→ EXERCISE AIM:
Write out exactly the lines running from the one that contains "the grass, each" through the end of the material.

→ INPUT MATERIAL:
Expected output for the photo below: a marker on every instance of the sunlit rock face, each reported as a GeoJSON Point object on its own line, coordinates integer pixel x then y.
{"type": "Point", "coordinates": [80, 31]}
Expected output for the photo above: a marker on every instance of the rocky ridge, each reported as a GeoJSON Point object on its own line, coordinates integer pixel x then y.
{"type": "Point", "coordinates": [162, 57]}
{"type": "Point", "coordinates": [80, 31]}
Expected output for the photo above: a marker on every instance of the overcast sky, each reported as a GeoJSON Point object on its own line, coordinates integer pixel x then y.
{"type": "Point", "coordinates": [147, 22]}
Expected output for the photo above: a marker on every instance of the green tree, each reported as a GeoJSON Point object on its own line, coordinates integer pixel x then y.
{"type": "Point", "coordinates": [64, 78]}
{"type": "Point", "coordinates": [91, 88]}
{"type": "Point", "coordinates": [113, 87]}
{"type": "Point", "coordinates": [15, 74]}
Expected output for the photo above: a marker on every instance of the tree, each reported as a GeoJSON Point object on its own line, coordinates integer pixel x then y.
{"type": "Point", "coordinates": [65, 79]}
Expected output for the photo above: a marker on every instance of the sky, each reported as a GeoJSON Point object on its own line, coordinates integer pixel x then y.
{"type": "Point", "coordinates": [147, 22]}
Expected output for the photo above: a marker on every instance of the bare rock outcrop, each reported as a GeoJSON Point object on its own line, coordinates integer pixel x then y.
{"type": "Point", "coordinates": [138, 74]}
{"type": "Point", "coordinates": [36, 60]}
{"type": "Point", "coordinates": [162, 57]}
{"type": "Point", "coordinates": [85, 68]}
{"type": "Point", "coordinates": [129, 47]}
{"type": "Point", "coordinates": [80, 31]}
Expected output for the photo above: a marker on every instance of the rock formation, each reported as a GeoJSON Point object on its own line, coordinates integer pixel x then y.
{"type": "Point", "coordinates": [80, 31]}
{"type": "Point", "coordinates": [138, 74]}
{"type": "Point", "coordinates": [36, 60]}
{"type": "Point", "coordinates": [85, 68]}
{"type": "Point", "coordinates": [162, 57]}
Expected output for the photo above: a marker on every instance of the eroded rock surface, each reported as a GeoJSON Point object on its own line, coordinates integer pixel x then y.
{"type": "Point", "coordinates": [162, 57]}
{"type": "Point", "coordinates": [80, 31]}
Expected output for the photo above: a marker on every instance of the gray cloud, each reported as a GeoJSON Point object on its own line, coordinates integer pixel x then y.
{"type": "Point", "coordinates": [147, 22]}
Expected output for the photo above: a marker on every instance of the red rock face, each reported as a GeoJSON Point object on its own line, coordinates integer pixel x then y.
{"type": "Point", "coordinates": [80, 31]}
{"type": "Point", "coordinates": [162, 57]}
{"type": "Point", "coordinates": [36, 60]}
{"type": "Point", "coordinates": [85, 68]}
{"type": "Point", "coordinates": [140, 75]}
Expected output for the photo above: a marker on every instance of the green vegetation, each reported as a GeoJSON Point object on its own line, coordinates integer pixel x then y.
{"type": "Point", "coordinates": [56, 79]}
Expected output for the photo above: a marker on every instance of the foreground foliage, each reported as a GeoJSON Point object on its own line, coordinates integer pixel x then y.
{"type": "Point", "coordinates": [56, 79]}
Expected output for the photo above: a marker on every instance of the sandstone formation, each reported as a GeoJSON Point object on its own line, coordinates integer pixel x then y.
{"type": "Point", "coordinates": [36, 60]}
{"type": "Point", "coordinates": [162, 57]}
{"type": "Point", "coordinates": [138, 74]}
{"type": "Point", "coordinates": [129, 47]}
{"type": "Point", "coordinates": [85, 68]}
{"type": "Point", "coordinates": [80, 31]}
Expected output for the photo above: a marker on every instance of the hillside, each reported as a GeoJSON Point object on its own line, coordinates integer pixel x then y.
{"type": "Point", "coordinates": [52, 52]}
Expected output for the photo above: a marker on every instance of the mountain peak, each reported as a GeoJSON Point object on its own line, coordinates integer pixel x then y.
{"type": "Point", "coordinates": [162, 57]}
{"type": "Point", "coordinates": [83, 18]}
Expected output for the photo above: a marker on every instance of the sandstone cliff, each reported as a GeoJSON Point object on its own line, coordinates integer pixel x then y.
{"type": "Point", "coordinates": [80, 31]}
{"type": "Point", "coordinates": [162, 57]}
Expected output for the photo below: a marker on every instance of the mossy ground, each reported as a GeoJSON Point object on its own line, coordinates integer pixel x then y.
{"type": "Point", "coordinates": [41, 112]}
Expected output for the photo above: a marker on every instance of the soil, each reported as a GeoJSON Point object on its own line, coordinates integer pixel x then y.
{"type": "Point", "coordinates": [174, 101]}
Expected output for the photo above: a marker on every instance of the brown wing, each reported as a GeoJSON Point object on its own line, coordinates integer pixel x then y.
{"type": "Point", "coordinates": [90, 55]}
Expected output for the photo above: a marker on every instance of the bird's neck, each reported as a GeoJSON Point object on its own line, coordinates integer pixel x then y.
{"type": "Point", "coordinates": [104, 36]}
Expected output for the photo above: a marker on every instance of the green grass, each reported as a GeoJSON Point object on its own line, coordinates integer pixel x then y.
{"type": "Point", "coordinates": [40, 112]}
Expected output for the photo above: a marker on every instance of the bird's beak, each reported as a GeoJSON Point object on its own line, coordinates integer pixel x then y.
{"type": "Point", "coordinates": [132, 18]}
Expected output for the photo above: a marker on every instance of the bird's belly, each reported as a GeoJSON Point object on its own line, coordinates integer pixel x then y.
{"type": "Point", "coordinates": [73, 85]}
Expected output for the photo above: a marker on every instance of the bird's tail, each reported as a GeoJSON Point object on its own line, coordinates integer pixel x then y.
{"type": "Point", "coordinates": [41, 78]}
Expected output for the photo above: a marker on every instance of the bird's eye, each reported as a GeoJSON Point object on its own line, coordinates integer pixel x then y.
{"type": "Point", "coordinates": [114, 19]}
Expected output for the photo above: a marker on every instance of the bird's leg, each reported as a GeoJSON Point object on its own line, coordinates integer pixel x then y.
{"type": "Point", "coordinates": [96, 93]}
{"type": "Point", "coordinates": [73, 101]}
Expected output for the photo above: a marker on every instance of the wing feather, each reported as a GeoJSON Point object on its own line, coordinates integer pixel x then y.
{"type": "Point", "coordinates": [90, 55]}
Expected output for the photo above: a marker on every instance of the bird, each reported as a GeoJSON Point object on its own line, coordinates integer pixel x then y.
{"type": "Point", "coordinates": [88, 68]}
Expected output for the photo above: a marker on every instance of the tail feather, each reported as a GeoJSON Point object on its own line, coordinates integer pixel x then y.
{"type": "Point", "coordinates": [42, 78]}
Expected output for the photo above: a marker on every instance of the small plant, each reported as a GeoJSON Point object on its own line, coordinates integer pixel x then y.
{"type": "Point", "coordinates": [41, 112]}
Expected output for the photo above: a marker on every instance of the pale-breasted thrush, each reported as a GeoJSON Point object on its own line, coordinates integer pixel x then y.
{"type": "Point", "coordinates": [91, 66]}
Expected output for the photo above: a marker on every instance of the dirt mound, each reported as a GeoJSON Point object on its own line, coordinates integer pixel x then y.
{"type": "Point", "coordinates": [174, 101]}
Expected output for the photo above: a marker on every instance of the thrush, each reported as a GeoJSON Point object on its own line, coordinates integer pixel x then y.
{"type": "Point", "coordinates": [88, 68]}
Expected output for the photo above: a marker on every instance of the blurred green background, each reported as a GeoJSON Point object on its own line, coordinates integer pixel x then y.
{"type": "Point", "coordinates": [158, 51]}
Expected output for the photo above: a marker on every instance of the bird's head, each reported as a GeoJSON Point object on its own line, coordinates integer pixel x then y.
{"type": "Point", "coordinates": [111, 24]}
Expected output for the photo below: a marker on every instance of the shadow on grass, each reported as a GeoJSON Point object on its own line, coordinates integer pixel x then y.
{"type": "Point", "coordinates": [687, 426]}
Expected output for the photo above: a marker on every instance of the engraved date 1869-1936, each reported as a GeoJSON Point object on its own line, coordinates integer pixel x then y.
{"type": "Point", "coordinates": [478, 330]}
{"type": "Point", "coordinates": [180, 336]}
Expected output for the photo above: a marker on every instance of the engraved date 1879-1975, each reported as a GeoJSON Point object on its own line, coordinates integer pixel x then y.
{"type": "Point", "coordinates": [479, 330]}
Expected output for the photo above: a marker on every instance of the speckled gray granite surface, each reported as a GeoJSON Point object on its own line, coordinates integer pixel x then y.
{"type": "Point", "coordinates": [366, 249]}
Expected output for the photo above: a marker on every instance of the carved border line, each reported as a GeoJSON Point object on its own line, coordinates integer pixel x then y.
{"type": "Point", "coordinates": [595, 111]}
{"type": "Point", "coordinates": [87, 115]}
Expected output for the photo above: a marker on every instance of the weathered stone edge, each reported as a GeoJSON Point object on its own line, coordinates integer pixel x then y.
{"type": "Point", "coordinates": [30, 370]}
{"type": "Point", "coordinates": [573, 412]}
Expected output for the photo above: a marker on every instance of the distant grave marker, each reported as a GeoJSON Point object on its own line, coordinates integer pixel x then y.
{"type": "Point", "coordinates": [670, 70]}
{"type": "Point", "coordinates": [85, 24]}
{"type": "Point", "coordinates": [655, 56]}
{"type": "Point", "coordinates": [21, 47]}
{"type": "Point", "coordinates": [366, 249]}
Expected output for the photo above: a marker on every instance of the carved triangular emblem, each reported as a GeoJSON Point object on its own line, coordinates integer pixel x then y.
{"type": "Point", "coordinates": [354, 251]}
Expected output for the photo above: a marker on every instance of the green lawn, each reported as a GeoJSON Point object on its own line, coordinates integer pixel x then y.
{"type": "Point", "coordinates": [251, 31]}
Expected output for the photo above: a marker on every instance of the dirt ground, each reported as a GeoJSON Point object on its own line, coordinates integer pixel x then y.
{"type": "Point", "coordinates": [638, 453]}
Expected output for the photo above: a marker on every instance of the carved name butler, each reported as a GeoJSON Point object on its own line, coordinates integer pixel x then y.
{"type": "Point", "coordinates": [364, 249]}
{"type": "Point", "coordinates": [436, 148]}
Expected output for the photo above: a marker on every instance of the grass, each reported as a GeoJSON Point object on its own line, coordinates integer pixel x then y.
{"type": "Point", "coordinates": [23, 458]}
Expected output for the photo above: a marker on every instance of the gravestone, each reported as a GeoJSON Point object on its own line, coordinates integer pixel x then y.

→ WRITTEN SOLUTION:
Expected output for the photo above: a marker on every instance of the grass, each reported as a GeoJSON Point object on its own line, coordinates integer pixel x then y.
{"type": "Point", "coordinates": [23, 458]}
Expected output for the photo above: a marker on every instance of the gravestone, each reported as a GeoJSON Point object on its own line, coordinates integer pixel x then y.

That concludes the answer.